Sie bilden eine in Japan sehr beliebte Fahrzeugklasse, besonders in ländlichen Präfekturen, wo Kei-Cars in vielen Gemeinden von der Nachweispflicht für einen eigenen Stellplatz befreit sind, und wo in manchen Dörfern die Straßen so eng sind, dass sie praktisch nur von Kei-Cars befahren werden können. Außerdem sorgen die staatliche Förderung durch finanzielle Anreize bei den Kfz-Steuern, der Maut und bei den Parkkosten sowie die etwas geringeren Unterhalts- und Anschaffungskosten für eine rege Nachfrage. 2020 waren 40 % der zugelassenen japanischen Autos Kei-Cars.[1]
Im Laufe der Jahre wurden die Grenzwerte für Kei-Cars nach und nach etwas erhöht. Seit 1998 haben sie das heute typische Maß von max. 1,48 mal 3,4 Meter, wodurch sie in der Regel deutlich schmaler sind als Kleinstwagen aus anderen Ländern.

» **Auszüge aus Material**:
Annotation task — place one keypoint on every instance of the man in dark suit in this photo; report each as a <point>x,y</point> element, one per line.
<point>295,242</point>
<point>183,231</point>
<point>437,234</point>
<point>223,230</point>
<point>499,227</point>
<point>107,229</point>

» **Zu erledigende Aufgabe**:
Welche Bereiche zählt der Auszug über Kei-Cars auf, in denen der Staat mit finanziellen Anreizen fördert? Nenne alle.

» **Lösung**:
Kfz-Steuern, Maut, Parkkosten